(Some rows)
============================================================

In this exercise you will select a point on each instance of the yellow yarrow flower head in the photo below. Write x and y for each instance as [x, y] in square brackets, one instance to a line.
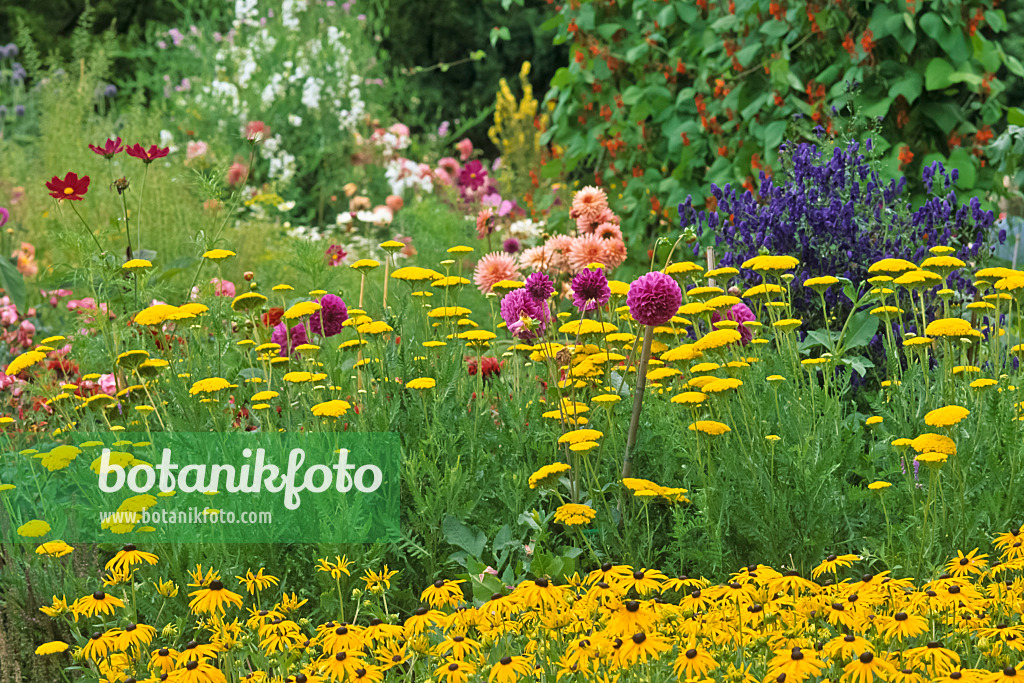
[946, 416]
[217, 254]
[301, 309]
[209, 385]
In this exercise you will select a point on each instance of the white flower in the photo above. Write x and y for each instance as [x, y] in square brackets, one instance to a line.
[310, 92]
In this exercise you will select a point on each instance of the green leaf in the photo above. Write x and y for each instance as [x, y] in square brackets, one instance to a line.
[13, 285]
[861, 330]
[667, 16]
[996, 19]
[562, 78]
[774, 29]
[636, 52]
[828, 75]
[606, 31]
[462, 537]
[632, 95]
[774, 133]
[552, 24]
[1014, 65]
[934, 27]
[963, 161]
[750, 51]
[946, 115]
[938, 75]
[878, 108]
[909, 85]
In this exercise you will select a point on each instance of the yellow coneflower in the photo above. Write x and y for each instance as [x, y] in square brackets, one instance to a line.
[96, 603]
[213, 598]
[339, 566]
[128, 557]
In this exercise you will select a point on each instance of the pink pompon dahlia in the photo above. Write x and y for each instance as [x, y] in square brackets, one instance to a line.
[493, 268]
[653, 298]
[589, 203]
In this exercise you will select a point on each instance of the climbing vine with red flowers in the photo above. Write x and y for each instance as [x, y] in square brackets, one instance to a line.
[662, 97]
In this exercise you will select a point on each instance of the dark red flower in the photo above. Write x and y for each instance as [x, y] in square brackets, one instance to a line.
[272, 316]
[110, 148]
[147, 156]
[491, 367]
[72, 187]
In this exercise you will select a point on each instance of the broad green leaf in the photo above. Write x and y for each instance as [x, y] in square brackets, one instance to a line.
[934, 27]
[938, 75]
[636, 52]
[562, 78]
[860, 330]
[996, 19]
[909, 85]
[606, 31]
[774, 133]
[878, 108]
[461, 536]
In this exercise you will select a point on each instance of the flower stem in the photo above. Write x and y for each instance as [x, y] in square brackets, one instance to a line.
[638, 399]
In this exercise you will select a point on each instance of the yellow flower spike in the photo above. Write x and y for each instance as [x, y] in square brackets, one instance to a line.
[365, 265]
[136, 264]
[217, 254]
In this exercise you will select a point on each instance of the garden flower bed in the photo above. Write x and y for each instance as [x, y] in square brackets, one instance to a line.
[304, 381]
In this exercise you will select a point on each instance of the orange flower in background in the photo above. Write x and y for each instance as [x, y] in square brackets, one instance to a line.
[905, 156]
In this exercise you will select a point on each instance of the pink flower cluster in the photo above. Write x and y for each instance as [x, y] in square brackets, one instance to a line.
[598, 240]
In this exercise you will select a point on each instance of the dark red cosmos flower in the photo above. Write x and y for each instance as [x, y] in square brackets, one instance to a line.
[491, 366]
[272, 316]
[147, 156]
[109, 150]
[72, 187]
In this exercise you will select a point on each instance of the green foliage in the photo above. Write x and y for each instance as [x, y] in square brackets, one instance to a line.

============================================================

» **STATED TASK**
Switch "exercise" to "task" in the rows from the line with "of the orange" through the end of the rows. Write those lines out again with nothing else changed.

» **SOLVED PROBLEM**
In this task you will select a point on each instance of the orange flower in background in the photo above. Write x and y for each instance as [x, y] in square brackets, one instance to a line.
[905, 156]
In this task you will select a point on each instance of the pink flower cluster in the photo above. Write x and y for each instance as [x, y] in square brackets, one instance to a line.
[598, 240]
In this task you will select a point on each instance of the dark red cosmos flower in the photo above. Write x and y for each instance as [x, y] in square brackets, one instance to a line.
[491, 366]
[272, 316]
[147, 156]
[109, 150]
[72, 187]
In this task you will select a point on each instance of the green foliage in the photo above. Write x and y for each instance as [x, y] in square brackets, one instance to a line.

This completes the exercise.